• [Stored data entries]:
Content starts

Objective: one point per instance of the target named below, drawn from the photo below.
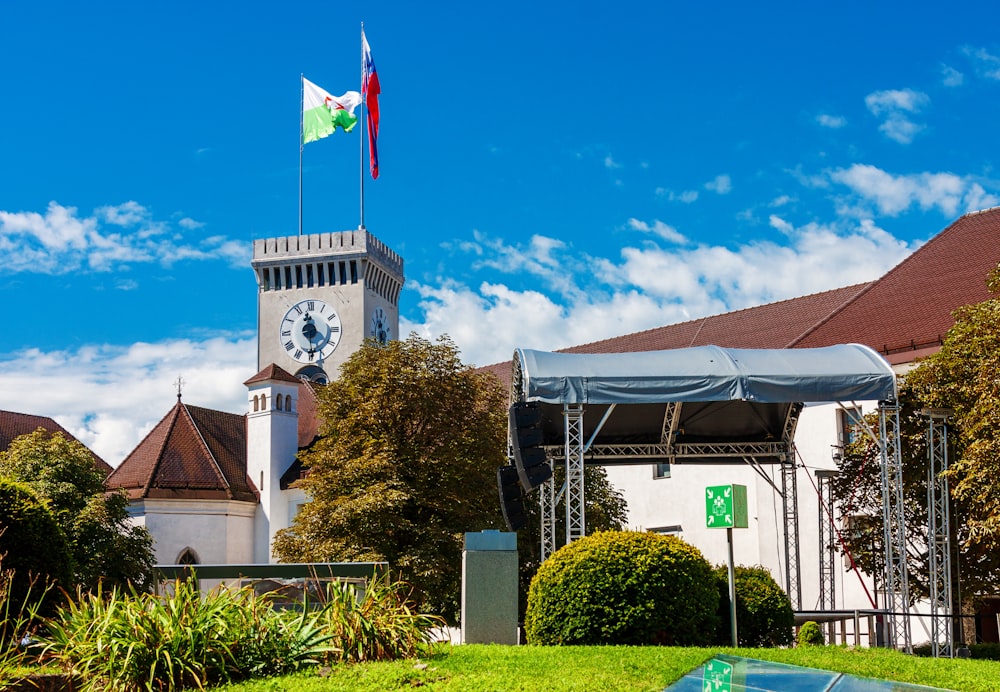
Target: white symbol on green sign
(726, 507)
(718, 677)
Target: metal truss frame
(790, 505)
(576, 524)
(897, 585)
(939, 534)
(827, 542)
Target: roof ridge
(215, 462)
(158, 457)
(836, 311)
(704, 319)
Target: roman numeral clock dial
(310, 331)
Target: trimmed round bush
(811, 634)
(32, 543)
(621, 587)
(764, 615)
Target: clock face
(379, 329)
(310, 331)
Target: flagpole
(302, 103)
(361, 144)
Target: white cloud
(834, 122)
(665, 231)
(646, 286)
(721, 184)
(951, 77)
(190, 224)
(61, 241)
(893, 194)
(894, 107)
(684, 197)
(109, 397)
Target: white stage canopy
(707, 373)
(686, 402)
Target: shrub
(32, 542)
(989, 651)
(764, 615)
(17, 619)
(811, 634)
(619, 587)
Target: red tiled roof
(904, 315)
(192, 453)
(775, 325)
(911, 306)
(16, 424)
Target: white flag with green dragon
(322, 112)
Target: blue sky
(551, 177)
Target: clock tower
(320, 296)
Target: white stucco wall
(217, 531)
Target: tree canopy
(964, 376)
(103, 542)
(405, 465)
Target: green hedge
(811, 634)
(764, 615)
(620, 587)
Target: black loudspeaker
(511, 498)
(525, 419)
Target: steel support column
(827, 545)
(897, 586)
(547, 505)
(575, 522)
(790, 507)
(939, 534)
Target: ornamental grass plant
(124, 640)
(376, 624)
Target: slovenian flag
(322, 112)
(370, 88)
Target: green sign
(726, 507)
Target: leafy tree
(406, 464)
(962, 376)
(103, 542)
(34, 553)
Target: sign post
(726, 508)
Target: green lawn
(474, 668)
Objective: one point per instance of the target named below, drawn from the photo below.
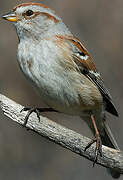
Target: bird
(62, 71)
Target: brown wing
(86, 66)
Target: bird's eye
(29, 13)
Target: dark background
(25, 155)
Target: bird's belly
(65, 91)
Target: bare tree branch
(62, 136)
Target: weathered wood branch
(62, 136)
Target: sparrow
(62, 71)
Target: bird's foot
(98, 149)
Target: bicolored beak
(10, 17)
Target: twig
(62, 136)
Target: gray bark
(61, 135)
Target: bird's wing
(86, 66)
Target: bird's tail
(108, 140)
(106, 137)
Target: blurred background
(24, 154)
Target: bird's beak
(10, 17)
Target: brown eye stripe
(31, 3)
(52, 18)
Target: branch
(60, 135)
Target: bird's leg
(37, 111)
(97, 139)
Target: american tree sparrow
(62, 71)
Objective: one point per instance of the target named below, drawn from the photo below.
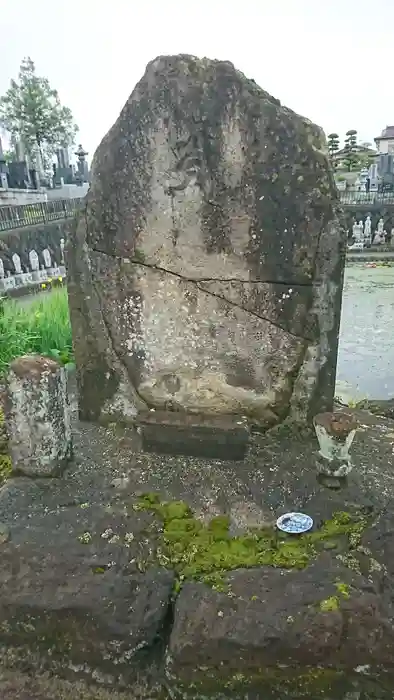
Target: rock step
(213, 437)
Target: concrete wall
(68, 192)
(12, 197)
(386, 146)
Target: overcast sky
(331, 61)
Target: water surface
(366, 343)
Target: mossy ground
(207, 552)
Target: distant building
(385, 142)
(361, 149)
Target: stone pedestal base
(38, 416)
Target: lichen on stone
(206, 552)
(333, 602)
(329, 604)
(5, 459)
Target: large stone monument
(206, 270)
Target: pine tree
(33, 114)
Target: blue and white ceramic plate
(294, 523)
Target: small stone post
(38, 416)
(335, 433)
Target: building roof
(387, 133)
(359, 148)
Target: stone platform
(97, 587)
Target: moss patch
(267, 682)
(208, 552)
(334, 602)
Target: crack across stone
(198, 282)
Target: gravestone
(205, 275)
(38, 416)
(47, 257)
(17, 264)
(34, 261)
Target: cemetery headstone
(213, 240)
(17, 264)
(34, 261)
(47, 258)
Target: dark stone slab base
(213, 437)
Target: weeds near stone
(42, 327)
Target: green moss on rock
(310, 682)
(207, 552)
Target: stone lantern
(335, 433)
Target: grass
(41, 327)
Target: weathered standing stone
(206, 270)
(38, 416)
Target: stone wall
(357, 212)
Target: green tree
(32, 113)
(351, 156)
(333, 147)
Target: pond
(366, 342)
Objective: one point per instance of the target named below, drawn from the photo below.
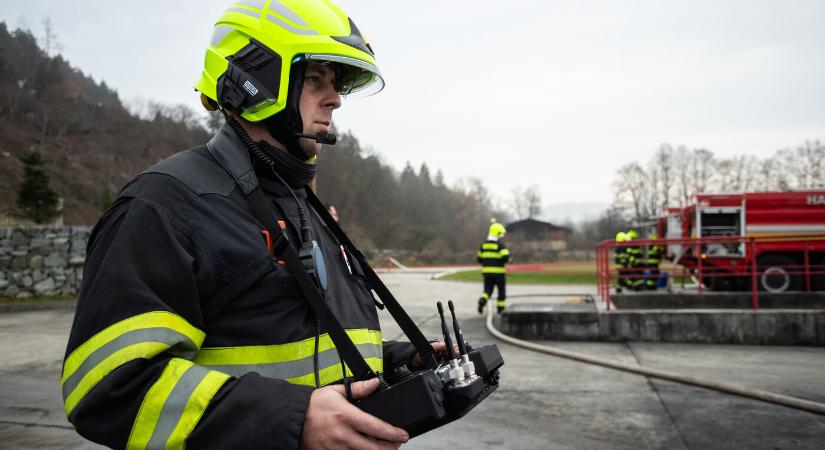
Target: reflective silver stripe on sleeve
(299, 367)
(289, 27)
(184, 346)
(259, 4)
(172, 410)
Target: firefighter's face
(318, 100)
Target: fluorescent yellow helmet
(497, 229)
(259, 48)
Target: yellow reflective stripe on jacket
(294, 361)
(174, 405)
(143, 336)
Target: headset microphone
(321, 138)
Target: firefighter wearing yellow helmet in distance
(493, 256)
(189, 332)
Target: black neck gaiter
(296, 173)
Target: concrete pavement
(543, 402)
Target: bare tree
(518, 202)
(663, 162)
(768, 174)
(630, 185)
(49, 41)
(533, 196)
(743, 172)
(724, 169)
(682, 161)
(701, 170)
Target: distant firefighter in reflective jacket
(493, 255)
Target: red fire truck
(782, 232)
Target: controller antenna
(446, 331)
(456, 372)
(466, 364)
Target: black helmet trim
(251, 78)
(355, 39)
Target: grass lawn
(562, 276)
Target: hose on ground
(757, 394)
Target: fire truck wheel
(775, 274)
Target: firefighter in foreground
(493, 255)
(188, 331)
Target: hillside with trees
(89, 140)
(672, 176)
(92, 144)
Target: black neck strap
(265, 213)
(410, 329)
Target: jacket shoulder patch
(198, 173)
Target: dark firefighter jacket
(188, 331)
(493, 255)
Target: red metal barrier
(721, 269)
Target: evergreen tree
(36, 200)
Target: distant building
(532, 239)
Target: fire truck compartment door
(721, 222)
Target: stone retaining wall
(42, 261)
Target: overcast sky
(559, 94)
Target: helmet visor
(352, 75)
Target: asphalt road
(543, 401)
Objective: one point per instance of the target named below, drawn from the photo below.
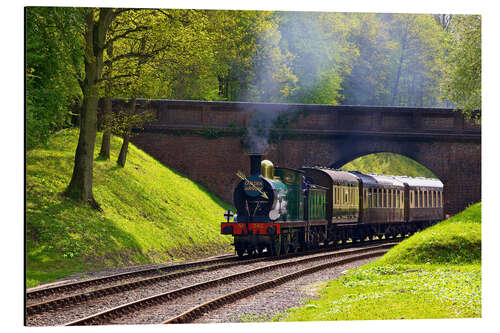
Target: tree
(415, 73)
(462, 82)
(319, 53)
(368, 81)
(97, 22)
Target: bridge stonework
(205, 141)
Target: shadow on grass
(64, 238)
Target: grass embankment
(435, 273)
(150, 213)
(389, 164)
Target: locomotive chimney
(255, 159)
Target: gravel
(275, 299)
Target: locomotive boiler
(284, 209)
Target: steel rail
(218, 302)
(47, 306)
(110, 314)
(34, 293)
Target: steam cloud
(259, 129)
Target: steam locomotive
(283, 209)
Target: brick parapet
(440, 139)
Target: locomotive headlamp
(227, 230)
(271, 230)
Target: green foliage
(388, 164)
(454, 241)
(462, 84)
(53, 56)
(436, 273)
(150, 214)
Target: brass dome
(267, 169)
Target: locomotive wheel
(285, 246)
(275, 247)
(240, 252)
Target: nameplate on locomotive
(253, 186)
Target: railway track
(40, 292)
(106, 297)
(57, 297)
(171, 300)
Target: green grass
(389, 164)
(435, 273)
(150, 213)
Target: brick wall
(439, 139)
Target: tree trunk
(80, 186)
(404, 45)
(108, 109)
(122, 157)
(104, 153)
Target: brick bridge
(205, 141)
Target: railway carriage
(277, 210)
(284, 209)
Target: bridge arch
(420, 170)
(203, 140)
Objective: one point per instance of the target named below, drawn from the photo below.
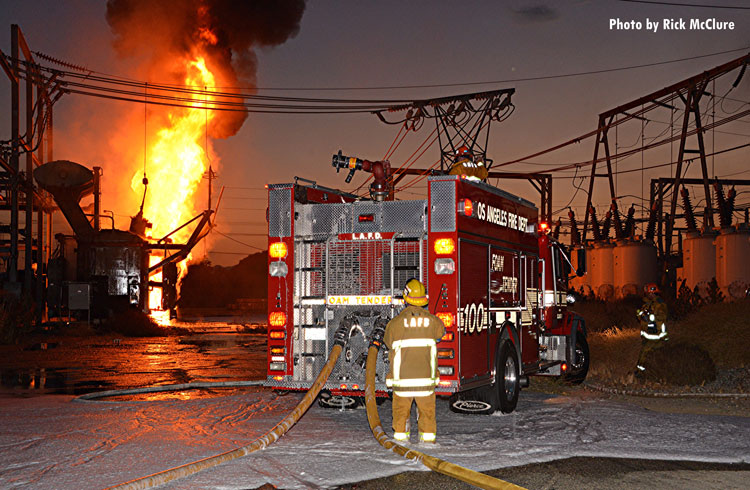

Content ends

• [ASSIGNMENT]: What is needed is a word-for-word transcription of all the entries, with the pictures dropped.

• [ANSWER AREA]:
Objective: one point per instance of the target named below, drawn from the photo below.
Target: white symbol on green sign
(726, 507)
(718, 677)
Target: metal truss frame
(790, 505)
(576, 524)
(897, 585)
(939, 534)
(827, 542)
Target: roof ridge
(215, 462)
(158, 457)
(836, 311)
(704, 319)
Target: roman numeral clock dial
(310, 331)
Target: trimmed round bush
(811, 634)
(32, 543)
(621, 587)
(764, 615)
Target: clock face
(379, 329)
(310, 331)
Target: flagpole
(302, 103)
(361, 144)
Target: white cloud
(834, 122)
(665, 231)
(646, 286)
(721, 184)
(951, 77)
(190, 224)
(61, 241)
(893, 194)
(894, 107)
(684, 197)
(109, 397)
Target: white stage canopy
(707, 373)
(686, 402)
Target: shrub
(32, 542)
(989, 651)
(764, 615)
(17, 619)
(811, 634)
(619, 587)
Target: red tiled roof
(904, 315)
(192, 453)
(775, 325)
(911, 306)
(16, 424)
Target: white flag with green dragon
(322, 112)
Target: blue sky
(551, 177)
Target: clock tower
(320, 296)
Target: white stucco wall
(217, 531)
Target: tree canopy
(964, 376)
(103, 542)
(405, 465)
Target: green hedge
(811, 634)
(764, 615)
(620, 587)
Target: black loudspeaker
(511, 498)
(525, 419)
Target: steel support column
(827, 545)
(897, 586)
(547, 505)
(575, 522)
(790, 507)
(939, 534)
Target: ornamental grass plant
(124, 640)
(376, 624)
Target: slovenian flag
(322, 112)
(370, 88)
Target: green sign
(726, 507)
Target: leafy tree
(406, 464)
(962, 376)
(103, 542)
(34, 553)
Target: sign post
(726, 508)
Target: green lawn
(474, 668)
Objective: one point per instance of the target named below, drawn from the photo below.
Target: bird
(62, 71)
Target: brown wing
(86, 66)
Target: bird's eye
(29, 13)
Target: dark background
(25, 155)
Target: bird's belly
(65, 91)
Target: bare tree branch
(62, 136)
Target: weathered wood branch
(62, 136)
Target: sparrow
(62, 71)
Target: bird's foot
(98, 149)
Target: bicolored beak
(10, 17)
Target: twig
(62, 136)
Target: gray bark
(61, 135)
Target: bird's wing
(86, 66)
Target: bird's tail
(108, 140)
(106, 137)
Target: blurred background
(24, 154)
Target: bird's beak
(10, 17)
Target: brown eye stripe
(31, 3)
(52, 18)
Target: branch
(60, 135)
Target: bird's leg
(37, 111)
(97, 139)
Target: american tree sparrow
(62, 71)
Objective: one point per instance of the target named below, drawn from the photo below.
Target: rock step
(213, 437)
Target: concrete wall
(68, 192)
(12, 197)
(386, 146)
Target: overcast sky
(331, 61)
Target: water surface
(366, 343)
Target: mossy ground
(207, 552)
Target: distant building
(385, 142)
(361, 149)
Target: stone pedestal base
(38, 416)
Target: lichen on stone
(206, 552)
(333, 602)
(329, 604)
(5, 459)
Target: large stone monument
(206, 270)
Target: pine tree
(33, 114)
Target: blue and white ceramic plate
(294, 523)
Target: small stone post
(38, 416)
(335, 433)
Target: building roof
(387, 133)
(359, 148)
Target: stone platform
(97, 587)
Target: moss patch
(267, 682)
(208, 552)
(334, 602)
Target: crack across stone
(198, 282)
Target: gravestone
(205, 275)
(38, 416)
(47, 257)
(17, 264)
(34, 261)
Target: cemetery headstone
(213, 240)
(17, 264)
(34, 261)
(47, 258)
Target: dark stone slab base
(213, 437)
Target: weeds near stone
(42, 327)
Target: green moss on rock
(310, 682)
(207, 552)
Target: stone lantern
(335, 433)
Target: grass
(41, 327)
Target: weathered standing stone
(206, 270)
(38, 416)
Target: stone wall
(357, 212)
Target: green tree
(32, 113)
(351, 156)
(333, 147)
Target: pond
(366, 342)
Objective: one point per instance of the target named below, drawn from the photo below.
Target: reflective silver stripe on sleeve
(299, 367)
(289, 27)
(184, 346)
(259, 4)
(172, 410)
Target: firefighter's face
(318, 100)
Target: fluorescent yellow helmet
(497, 229)
(259, 48)
Target: yellow reflective stripe on jacket
(294, 361)
(174, 405)
(143, 336)
Target: headset microphone
(321, 138)
Target: firefighter wearing yellow helmet in distance
(493, 256)
(189, 332)
Target: black neck gaiter
(296, 173)
Target: concrete pavement
(543, 402)
Target: bare tree
(518, 202)
(663, 162)
(768, 174)
(630, 185)
(49, 41)
(533, 196)
(743, 172)
(724, 169)
(682, 161)
(701, 170)
Target: distant firefighter in reflective jacket
(493, 255)
Target: red fire truck
(782, 232)
Target: controller antenna
(446, 331)
(456, 372)
(466, 364)
Target: black helmet trim
(251, 78)
(355, 39)
Target: grass lawn
(562, 276)
Target: hose on ground
(757, 394)
Target: fire truck wheel
(775, 274)
Target: firefighter in foreground
(493, 255)
(188, 331)
Target: hillside with trees
(89, 140)
(672, 176)
(92, 144)
Target: black neck strap
(265, 213)
(410, 329)
Target: jacket shoulder patch
(198, 173)
Target: dark firefighter jacket
(188, 331)
(493, 255)
Target: red metal barrier
(721, 269)
Target: evergreen tree
(36, 200)
Target: distant building
(532, 239)
Target: fire truck compartment door
(721, 222)
Target: stone retaining wall
(42, 261)
Target: overcast sky
(559, 94)
Target: helmet visor
(352, 75)
Target: asphalt road
(543, 401)
Objective: one point per instance of the target named below, drawn from the photo below.
Target: tree
(415, 73)
(462, 82)
(319, 53)
(368, 81)
(97, 22)
Target: bridge stonework
(205, 141)
Target: shadow on grass
(64, 238)
Target: grass embankment
(435, 273)
(150, 213)
(389, 164)
Target: locomotive chimney
(255, 159)
Target: gravel
(275, 299)
Target: locomotive boiler
(284, 209)
Target: steel rail
(218, 302)
(47, 306)
(110, 314)
(34, 293)
Target: steam cloud
(259, 129)
Target: steam locomotive
(283, 209)
Target: brick parapet
(440, 139)
Target: locomotive headlamp
(227, 230)
(271, 230)
Target: green foliage
(388, 164)
(454, 241)
(462, 84)
(53, 56)
(436, 273)
(150, 214)
Target: brass dome
(267, 169)
Target: locomotive wheel
(285, 246)
(275, 247)
(240, 252)
Target: nameplate on locomotive
(253, 186)
Target: railway track
(40, 292)
(106, 297)
(57, 297)
(171, 300)
Target: green grass
(389, 164)
(435, 273)
(150, 213)
Target: brick wall
(439, 139)
Target: tree trunk
(80, 186)
(404, 45)
(108, 109)
(122, 157)
(104, 153)
Target: brick bridge
(205, 141)
Target: railway carriage
(277, 210)
(284, 209)
Target: bridge arch
(420, 170)
(203, 140)
Objective: one point per instance of the target named below, drawn from the photo below.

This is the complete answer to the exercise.